WHAT IS EXPECTED
Whenever a line below includes the string "fence", show it.

+++ DATA FOR THIS EXERCISE +++

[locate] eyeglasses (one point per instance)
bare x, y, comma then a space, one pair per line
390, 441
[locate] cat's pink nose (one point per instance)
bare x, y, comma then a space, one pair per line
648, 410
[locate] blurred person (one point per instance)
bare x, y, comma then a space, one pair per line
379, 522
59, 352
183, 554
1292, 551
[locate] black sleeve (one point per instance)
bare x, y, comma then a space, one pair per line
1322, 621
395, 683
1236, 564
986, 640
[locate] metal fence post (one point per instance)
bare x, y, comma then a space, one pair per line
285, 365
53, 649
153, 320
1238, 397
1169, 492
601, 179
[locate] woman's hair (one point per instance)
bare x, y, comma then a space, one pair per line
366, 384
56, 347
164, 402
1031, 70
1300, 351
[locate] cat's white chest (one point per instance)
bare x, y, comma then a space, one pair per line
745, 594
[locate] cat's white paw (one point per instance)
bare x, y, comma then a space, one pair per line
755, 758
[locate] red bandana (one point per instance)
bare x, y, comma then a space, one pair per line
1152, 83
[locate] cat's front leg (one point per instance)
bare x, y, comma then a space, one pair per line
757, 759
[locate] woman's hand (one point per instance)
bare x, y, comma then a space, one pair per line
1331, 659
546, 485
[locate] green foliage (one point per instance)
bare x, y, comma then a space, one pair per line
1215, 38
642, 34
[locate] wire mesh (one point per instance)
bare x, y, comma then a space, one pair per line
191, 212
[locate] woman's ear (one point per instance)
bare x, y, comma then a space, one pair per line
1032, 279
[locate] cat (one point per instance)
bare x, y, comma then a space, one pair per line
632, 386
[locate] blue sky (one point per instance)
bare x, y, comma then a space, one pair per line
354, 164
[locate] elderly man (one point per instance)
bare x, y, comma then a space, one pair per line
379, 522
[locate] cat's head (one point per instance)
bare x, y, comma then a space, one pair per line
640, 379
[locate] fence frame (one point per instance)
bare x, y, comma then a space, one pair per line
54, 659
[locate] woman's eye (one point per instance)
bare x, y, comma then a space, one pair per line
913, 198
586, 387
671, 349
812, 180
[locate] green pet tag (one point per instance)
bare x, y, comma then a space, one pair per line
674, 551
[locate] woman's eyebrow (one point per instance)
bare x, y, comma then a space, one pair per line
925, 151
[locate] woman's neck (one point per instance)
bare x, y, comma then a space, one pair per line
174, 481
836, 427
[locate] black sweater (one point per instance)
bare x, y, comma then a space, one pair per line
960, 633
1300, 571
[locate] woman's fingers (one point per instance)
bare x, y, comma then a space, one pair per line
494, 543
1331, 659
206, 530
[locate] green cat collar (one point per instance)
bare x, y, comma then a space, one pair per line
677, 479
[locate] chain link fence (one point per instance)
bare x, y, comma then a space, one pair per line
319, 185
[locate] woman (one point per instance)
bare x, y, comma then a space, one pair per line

+++

TASK RESPONSE
[locate] metal fence post (one point per instance)
[locate] fence frame (one point per instance)
[locate] chain link fence (one point per instance)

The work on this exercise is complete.